Of the lines below, write out exactly those from the line with "In this exercise you will find the tiered" through the line with "In this exercise you will find the green bush", both included, and skip the rest.

» EXERCISE DATA:
Content starts
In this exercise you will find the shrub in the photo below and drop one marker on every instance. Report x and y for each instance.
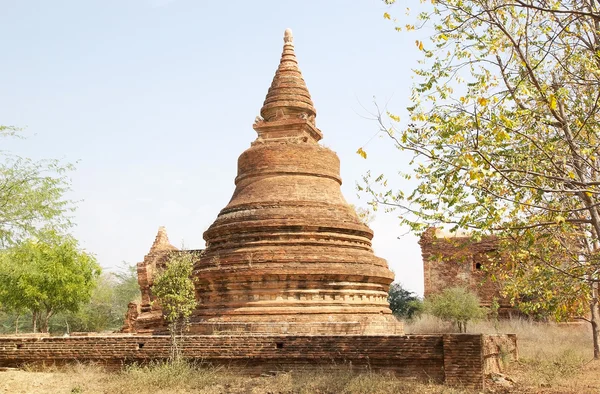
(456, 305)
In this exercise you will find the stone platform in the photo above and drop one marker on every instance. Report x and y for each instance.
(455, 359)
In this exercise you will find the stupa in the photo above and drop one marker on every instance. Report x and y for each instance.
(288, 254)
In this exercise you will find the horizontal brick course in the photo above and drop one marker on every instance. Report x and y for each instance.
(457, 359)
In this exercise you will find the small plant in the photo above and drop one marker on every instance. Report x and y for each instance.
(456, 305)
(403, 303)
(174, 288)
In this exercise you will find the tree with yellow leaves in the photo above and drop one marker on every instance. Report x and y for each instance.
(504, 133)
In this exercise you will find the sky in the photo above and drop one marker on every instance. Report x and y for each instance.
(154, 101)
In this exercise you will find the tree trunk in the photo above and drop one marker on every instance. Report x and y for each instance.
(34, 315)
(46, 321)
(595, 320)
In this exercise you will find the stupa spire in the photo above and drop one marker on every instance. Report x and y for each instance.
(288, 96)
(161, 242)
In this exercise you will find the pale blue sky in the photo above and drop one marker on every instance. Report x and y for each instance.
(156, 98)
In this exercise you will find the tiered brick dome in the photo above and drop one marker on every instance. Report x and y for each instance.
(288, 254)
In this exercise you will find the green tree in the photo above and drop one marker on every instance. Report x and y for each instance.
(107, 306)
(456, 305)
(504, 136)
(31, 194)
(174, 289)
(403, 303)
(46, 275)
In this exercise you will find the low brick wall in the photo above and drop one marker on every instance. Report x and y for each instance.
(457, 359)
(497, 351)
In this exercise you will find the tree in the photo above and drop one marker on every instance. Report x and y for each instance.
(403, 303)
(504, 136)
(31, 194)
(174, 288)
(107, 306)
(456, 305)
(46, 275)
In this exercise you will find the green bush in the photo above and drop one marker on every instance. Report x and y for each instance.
Content ends
Content starts
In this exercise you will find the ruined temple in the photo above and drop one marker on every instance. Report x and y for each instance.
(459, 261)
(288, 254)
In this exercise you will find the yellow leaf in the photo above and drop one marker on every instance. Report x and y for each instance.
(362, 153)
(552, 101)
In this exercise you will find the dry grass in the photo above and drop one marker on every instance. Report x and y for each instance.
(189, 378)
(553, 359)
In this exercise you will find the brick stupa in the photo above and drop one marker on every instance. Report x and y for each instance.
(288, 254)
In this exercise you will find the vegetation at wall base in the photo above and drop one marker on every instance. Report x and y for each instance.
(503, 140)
Content ends
» RESULT OF THIS TASK:
In this exercise you will find the tiered brick dome in the photo above and drop one marker on every instance. Report x and y for each instance.
(288, 254)
In this exercise you will find the green tree in the photo above and drop one marker on every instance. Report x and y for each instance.
(107, 306)
(456, 305)
(504, 136)
(31, 194)
(174, 289)
(403, 303)
(46, 275)
In this exercise you will find the low brick wall in the photo above and drop one marker on every instance. Report x and y for each instance.
(457, 359)
(497, 351)
In this exercise you will find the tree in the photo above and drop one marker on every instance. Report x and y for each instance.
(403, 303)
(504, 136)
(31, 194)
(174, 288)
(107, 306)
(456, 305)
(46, 275)
In this exercise you will find the green bush in the photo above and drop one marker on every instance. Report x and y for each instance.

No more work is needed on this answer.